EXERCISE DETAILS: Every record should be written out exactly, please.

DATA SHOWN:
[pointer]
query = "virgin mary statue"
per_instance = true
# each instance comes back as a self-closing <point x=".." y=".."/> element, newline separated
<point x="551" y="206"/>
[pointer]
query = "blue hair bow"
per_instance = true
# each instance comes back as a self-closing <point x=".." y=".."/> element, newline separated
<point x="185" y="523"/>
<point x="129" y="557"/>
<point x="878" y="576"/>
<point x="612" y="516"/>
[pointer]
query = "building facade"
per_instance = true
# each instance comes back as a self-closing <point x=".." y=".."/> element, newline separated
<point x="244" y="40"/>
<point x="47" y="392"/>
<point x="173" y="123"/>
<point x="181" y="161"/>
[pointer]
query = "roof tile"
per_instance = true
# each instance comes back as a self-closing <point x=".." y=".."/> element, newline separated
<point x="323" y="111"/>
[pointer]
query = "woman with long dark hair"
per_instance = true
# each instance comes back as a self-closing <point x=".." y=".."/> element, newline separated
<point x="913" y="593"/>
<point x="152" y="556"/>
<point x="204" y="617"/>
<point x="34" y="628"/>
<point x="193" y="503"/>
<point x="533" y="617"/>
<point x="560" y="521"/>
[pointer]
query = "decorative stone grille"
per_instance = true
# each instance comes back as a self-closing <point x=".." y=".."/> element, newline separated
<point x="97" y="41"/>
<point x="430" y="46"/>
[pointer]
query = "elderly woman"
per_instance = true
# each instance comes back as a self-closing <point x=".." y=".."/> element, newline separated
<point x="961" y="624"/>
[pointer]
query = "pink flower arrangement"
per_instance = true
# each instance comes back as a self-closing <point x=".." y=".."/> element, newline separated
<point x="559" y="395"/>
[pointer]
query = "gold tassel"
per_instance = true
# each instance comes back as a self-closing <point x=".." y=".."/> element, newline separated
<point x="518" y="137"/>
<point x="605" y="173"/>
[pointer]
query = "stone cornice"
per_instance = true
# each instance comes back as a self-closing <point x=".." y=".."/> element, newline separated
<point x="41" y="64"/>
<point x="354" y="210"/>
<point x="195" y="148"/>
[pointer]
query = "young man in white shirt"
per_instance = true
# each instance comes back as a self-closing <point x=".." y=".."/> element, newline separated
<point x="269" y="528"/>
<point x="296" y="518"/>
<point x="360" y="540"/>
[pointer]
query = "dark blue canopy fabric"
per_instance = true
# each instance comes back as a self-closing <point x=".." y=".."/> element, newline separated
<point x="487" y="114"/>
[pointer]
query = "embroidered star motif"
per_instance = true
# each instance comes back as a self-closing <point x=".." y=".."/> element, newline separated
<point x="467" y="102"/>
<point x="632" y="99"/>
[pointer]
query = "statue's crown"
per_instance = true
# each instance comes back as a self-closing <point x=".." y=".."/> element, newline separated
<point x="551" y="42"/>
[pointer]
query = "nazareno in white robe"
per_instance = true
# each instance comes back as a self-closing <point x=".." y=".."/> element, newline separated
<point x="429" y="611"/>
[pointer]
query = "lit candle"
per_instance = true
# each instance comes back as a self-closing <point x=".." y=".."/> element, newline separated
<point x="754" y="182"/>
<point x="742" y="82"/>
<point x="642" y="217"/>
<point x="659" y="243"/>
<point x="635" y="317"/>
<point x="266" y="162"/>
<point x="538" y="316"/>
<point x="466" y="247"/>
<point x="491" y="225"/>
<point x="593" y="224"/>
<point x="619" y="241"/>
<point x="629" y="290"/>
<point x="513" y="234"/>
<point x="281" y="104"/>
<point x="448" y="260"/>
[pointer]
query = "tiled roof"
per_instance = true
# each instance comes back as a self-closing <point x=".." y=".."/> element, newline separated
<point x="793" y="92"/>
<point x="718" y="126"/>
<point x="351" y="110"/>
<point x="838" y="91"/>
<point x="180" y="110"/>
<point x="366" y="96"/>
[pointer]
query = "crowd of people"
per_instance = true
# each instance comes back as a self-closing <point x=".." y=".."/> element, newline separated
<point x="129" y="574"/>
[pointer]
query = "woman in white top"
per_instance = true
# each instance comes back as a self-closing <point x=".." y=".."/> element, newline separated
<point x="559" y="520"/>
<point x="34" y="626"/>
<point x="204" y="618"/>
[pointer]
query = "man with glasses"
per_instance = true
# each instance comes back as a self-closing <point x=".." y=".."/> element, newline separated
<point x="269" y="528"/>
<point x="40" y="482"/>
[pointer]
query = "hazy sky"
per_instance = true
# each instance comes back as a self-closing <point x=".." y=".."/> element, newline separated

PROBLEM SOLUTION:
[pointer]
query = "virgin mary statue"
per_instance = true
# each instance comes back as a self-closing <point x=".." y=".."/> element, newline separated
<point x="551" y="206"/>
[pointer]
query = "blue hair bow"
per_instance = true
# each instance comes back as a self-closing <point x=".." y=".."/> element, newline separated
<point x="185" y="523"/>
<point x="129" y="557"/>
<point x="878" y="576"/>
<point x="612" y="516"/>
[pointer]
query = "building facade"
per_instance = true
# each instance comes back as a self-closing <point x=".." y=".."/> element, newline separated
<point x="244" y="40"/>
<point x="47" y="392"/>
<point x="173" y="123"/>
<point x="181" y="161"/>
[pointer]
query = "roof tile"
per_instance = true
# each instance comes back as a self-closing <point x=".." y=".."/> element, newline separated
<point x="323" y="111"/>
[pointer]
query = "woman with long dark hair"
per_instance = true
# each instance comes back as a self-closing <point x=".." y=".."/> element, newline separated
<point x="913" y="593"/>
<point x="152" y="556"/>
<point x="204" y="617"/>
<point x="34" y="628"/>
<point x="193" y="503"/>
<point x="533" y="617"/>
<point x="560" y="521"/>
[pointer]
query = "decorative stone grille"
per_instance = true
# each instance comes back as a self-closing <point x=".." y=".."/> element, newline separated
<point x="97" y="41"/>
<point x="430" y="46"/>
[pointer]
query = "elderly woman"
per_instance = true
# each instance comes back as a self-closing <point x=".." y=".."/> element, newline separated
<point x="961" y="624"/>
[pointer]
query = "pink flower arrangement"
per_instance = true
# each instance comes back as a self-closing <point x=".." y=".."/> element, newline separated
<point x="559" y="395"/>
[pointer]
query = "gold tassel"
per_instance = true
# each instance comes back as a self-closing <point x=".." y=".."/> element, newline separated
<point x="518" y="137"/>
<point x="605" y="173"/>
[pointer]
query = "stone cornice"
per_instance = true
# each instance comes back as a self-closing <point x=".." y=".."/> element, newline separated
<point x="41" y="64"/>
<point x="354" y="210"/>
<point x="195" y="148"/>
[pointer]
query = "young man in white shirt"
per_instance = true
# each instance comes back as a self-closing <point x=".." y=".."/> element, newline separated
<point x="269" y="528"/>
<point x="296" y="518"/>
<point x="360" y="540"/>
[pointer]
query = "dark blue canopy fabric"
per_instance = true
# each instance comes back as a self-closing <point x=".." y=".."/> element, newline separated
<point x="487" y="114"/>
[pointer]
query = "embroidered star motif"
per_instance = true
# each instance comes back as a self-closing <point x=".." y=".."/> element, newline separated
<point x="467" y="102"/>
<point x="632" y="99"/>
[pointer]
query = "statue's crown"
per_instance = true
# each instance comes back as a self-closing <point x=".." y=".."/> element, newline separated
<point x="551" y="42"/>
[pointer]
query = "nazareno in white robe"
per_instance = true
# each instance comes back as a self-closing <point x=".." y=".."/> element, newline separated
<point x="429" y="611"/>
[pointer]
query = "lit candle"
per_instance = true
# each instance comes back as a self-closing <point x=".." y=".."/> element, newline separated
<point x="754" y="182"/>
<point x="742" y="82"/>
<point x="642" y="217"/>
<point x="659" y="243"/>
<point x="635" y="317"/>
<point x="266" y="162"/>
<point x="538" y="316"/>
<point x="466" y="247"/>
<point x="491" y="225"/>
<point x="593" y="224"/>
<point x="619" y="241"/>
<point x="629" y="290"/>
<point x="513" y="234"/>
<point x="281" y="104"/>
<point x="448" y="260"/>
[pointer]
query = "tiled roof"
per_instance = true
# each instance comes back as a self-closing <point x=".." y=".."/> element, newline separated
<point x="793" y="92"/>
<point x="718" y="126"/>
<point x="351" y="110"/>
<point x="838" y="91"/>
<point x="180" y="110"/>
<point x="366" y="96"/>
[pointer]
query = "crowd of people"
per_instance = true
# each instance comes back as a self-closing <point x=".." y=".."/> element, newline separated
<point x="129" y="574"/>
[pointer]
query = "woman in white top"
per_instance = true
# each instance comes back as a self-closing <point x=".." y=".."/> element, newline separated
<point x="559" y="520"/>
<point x="34" y="626"/>
<point x="204" y="618"/>
[pointer]
query = "man with glasses"
per_instance = true
# each instance comes back as a self-closing <point x=".." y=".."/> element, newline separated
<point x="269" y="528"/>
<point x="40" y="482"/>
[pointer]
query = "hazy sky"
per_instance = true
# each instance comes back as a self-closing <point x=".." y=".."/> element, newline separated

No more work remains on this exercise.